═════ Excerpt

All this resistance comes despite the
fact that President Obama has pledged that health insurance reform will not add
to our deficit over the next decade. In fact, according to the President,
"two-thirds of the cost of reform can be paid for by reallocating money that is
simply being wasted in federal health care programs. This includes over one
hundred billion dollars in unwarranted subsidies that go to insurance companies
as part of Medicare – subsidies that do nothing to improve care for our
seniors." In fact, the President's budget plans on saving $176 billion by
cutting these subsidies to private Medicare plans. What makes the Blue
Dogs' resistance so difficult to understand isn't just their obtuse positions,
but rather their constituents.

══════════

▸ Problem to solve
In the excerpt on health insurance reform, how much does the President's budget plan to save by cutting subsidies to private Medicare plans?

═════ Dataset excerpt

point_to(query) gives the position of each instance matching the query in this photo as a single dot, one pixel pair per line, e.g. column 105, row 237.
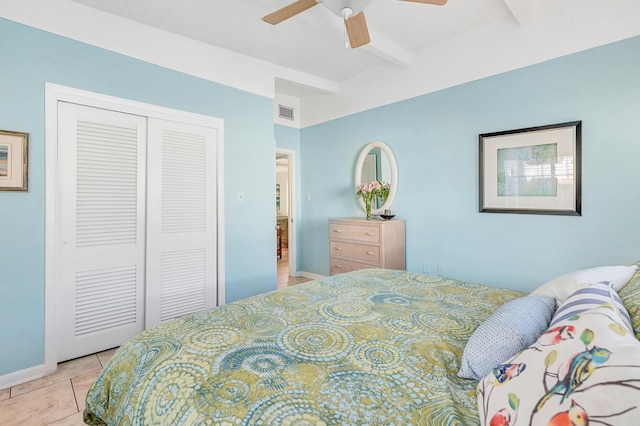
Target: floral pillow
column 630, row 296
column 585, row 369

══════════

▸ Solution to this exercise
$176 billion.